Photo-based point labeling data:
-=-=-=-=-

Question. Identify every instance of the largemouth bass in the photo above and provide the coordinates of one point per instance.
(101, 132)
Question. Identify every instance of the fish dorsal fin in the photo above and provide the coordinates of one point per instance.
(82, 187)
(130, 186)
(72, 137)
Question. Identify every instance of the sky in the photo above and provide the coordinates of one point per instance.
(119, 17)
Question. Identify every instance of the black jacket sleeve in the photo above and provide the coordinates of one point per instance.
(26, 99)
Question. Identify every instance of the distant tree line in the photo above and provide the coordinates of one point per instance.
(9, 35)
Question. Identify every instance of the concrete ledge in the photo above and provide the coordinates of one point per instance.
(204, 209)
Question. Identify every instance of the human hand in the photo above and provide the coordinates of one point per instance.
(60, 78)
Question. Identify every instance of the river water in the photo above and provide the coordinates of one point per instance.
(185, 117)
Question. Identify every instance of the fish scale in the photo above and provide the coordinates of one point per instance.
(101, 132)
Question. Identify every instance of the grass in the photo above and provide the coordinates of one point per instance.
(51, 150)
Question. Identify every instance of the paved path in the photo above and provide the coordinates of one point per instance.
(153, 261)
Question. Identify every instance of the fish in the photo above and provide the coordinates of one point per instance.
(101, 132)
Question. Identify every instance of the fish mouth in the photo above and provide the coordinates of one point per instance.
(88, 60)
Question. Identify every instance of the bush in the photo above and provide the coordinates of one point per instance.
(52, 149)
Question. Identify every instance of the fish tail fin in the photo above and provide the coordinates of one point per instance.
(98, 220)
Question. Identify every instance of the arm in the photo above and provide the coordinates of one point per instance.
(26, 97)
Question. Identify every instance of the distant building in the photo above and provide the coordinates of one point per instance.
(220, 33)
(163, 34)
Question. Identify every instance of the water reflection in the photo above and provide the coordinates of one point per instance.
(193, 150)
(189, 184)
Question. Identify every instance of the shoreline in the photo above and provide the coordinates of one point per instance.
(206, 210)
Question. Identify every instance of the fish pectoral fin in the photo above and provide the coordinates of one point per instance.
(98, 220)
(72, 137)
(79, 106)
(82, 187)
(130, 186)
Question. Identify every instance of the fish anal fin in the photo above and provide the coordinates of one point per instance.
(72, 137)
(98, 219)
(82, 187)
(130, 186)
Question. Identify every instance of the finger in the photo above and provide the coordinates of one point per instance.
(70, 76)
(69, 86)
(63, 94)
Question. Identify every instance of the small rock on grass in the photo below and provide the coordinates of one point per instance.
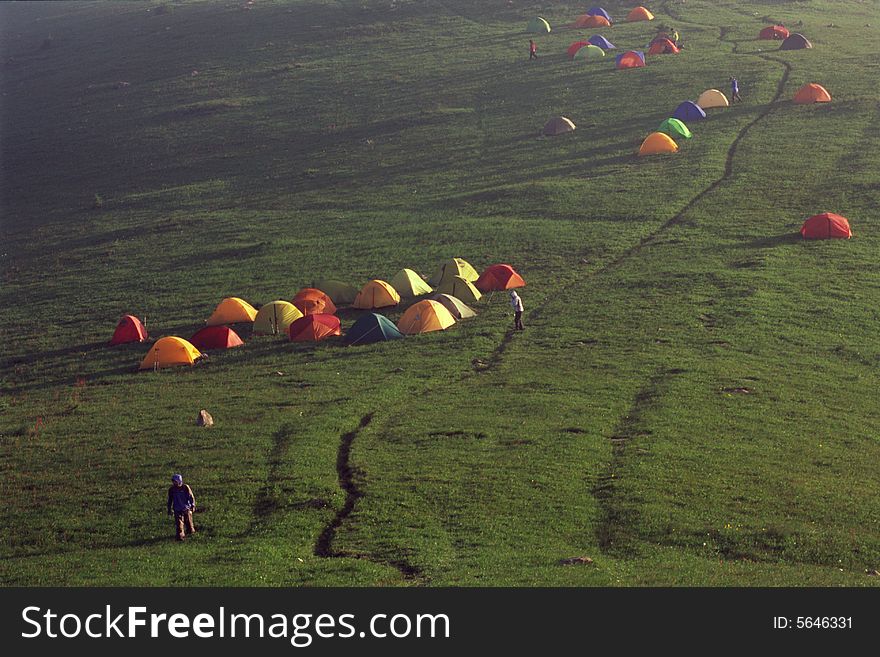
(573, 561)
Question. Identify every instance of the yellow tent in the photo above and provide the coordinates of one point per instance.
(640, 14)
(168, 352)
(425, 316)
(460, 287)
(274, 318)
(657, 142)
(712, 98)
(232, 310)
(454, 267)
(409, 284)
(376, 294)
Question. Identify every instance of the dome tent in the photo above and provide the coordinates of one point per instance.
(658, 142)
(424, 317)
(232, 310)
(275, 317)
(538, 26)
(371, 328)
(558, 125)
(376, 294)
(455, 306)
(215, 337)
(313, 328)
(310, 300)
(675, 128)
(602, 42)
(639, 14)
(129, 329)
(826, 226)
(689, 111)
(812, 93)
(499, 277)
(169, 352)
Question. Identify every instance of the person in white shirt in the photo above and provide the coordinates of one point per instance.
(516, 304)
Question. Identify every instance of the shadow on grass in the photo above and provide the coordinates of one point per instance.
(771, 241)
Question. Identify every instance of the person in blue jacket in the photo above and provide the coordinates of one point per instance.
(182, 502)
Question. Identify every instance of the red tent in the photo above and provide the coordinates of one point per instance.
(573, 48)
(314, 327)
(499, 277)
(826, 226)
(215, 337)
(663, 46)
(129, 329)
(773, 32)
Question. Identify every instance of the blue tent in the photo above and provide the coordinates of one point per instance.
(688, 111)
(372, 328)
(602, 42)
(598, 11)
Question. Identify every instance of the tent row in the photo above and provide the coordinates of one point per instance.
(423, 316)
(594, 17)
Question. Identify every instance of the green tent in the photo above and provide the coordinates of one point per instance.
(675, 128)
(370, 328)
(275, 318)
(461, 288)
(340, 293)
(589, 52)
(538, 26)
(409, 284)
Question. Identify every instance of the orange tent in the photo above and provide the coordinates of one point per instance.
(215, 337)
(313, 328)
(826, 226)
(812, 93)
(425, 316)
(129, 329)
(499, 277)
(591, 21)
(232, 310)
(657, 142)
(168, 352)
(314, 294)
(376, 294)
(640, 14)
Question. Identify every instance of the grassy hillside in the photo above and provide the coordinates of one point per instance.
(693, 401)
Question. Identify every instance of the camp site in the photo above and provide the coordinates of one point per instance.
(277, 247)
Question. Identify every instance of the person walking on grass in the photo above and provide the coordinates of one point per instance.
(182, 502)
(734, 91)
(516, 304)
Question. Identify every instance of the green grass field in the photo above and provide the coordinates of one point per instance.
(694, 398)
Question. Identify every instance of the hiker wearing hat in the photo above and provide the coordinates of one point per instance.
(183, 502)
(516, 304)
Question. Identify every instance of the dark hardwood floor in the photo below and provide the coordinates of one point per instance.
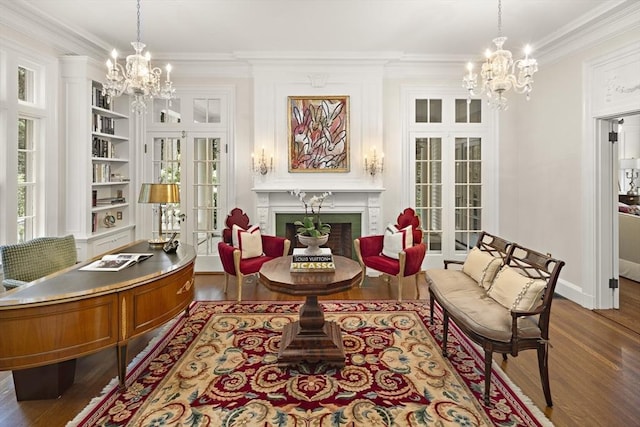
(594, 363)
(628, 314)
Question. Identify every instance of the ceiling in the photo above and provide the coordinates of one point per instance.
(200, 29)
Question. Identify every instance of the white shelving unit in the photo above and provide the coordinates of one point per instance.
(99, 197)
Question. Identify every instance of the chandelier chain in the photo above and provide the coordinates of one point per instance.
(138, 21)
(499, 18)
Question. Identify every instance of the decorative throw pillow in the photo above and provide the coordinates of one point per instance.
(515, 291)
(248, 241)
(482, 267)
(396, 241)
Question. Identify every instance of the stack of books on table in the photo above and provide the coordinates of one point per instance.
(317, 263)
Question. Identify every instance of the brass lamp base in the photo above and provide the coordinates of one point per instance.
(157, 242)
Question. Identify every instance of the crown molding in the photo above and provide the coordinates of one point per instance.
(23, 18)
(603, 24)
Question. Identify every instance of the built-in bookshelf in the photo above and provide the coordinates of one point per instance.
(99, 212)
(110, 193)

-=-=-=-=-

▸ Work to be completed:
With the pictures left out, write out exactly the lines from the line containing "Question. Identify every instance of the dark" through the final line.

▸ Answer to the exercise:
Question. Identify every instance of the dark hardwood floor in the photo below and provide the coordinates of one point per instance.
(594, 363)
(628, 314)
Question. Identify every instance of the ceiling in the photo above and provide the coordinates of one point per instance.
(200, 29)
Question. Identify every instance of the white shelving unit in the photo above and provide the coordinates of one point per instance.
(99, 197)
Question. Identify every instance of the chandelier chain in the photo above and provide the coordinates of one point per instance.
(138, 21)
(499, 18)
Question. Identify every instance of the decorative throw pillow in the photo above and provide the coordinates of one point per instance.
(515, 291)
(248, 241)
(482, 267)
(396, 241)
Question. Identify every instance of the stack of books on table in the photo above and provide the coordinates of one point per instance.
(317, 263)
Question. Identify every instance of the brass lamp base in the photo above and provide the coordinates of one point per instance.
(157, 242)
Question. Identify every instance of the crown molding in the photo above and provide the coordinates of one point per instance.
(23, 18)
(603, 24)
Question. Identify every instance of the built-in bookshelf in the photo above and provide the coordinates of one point per instance.
(99, 212)
(110, 193)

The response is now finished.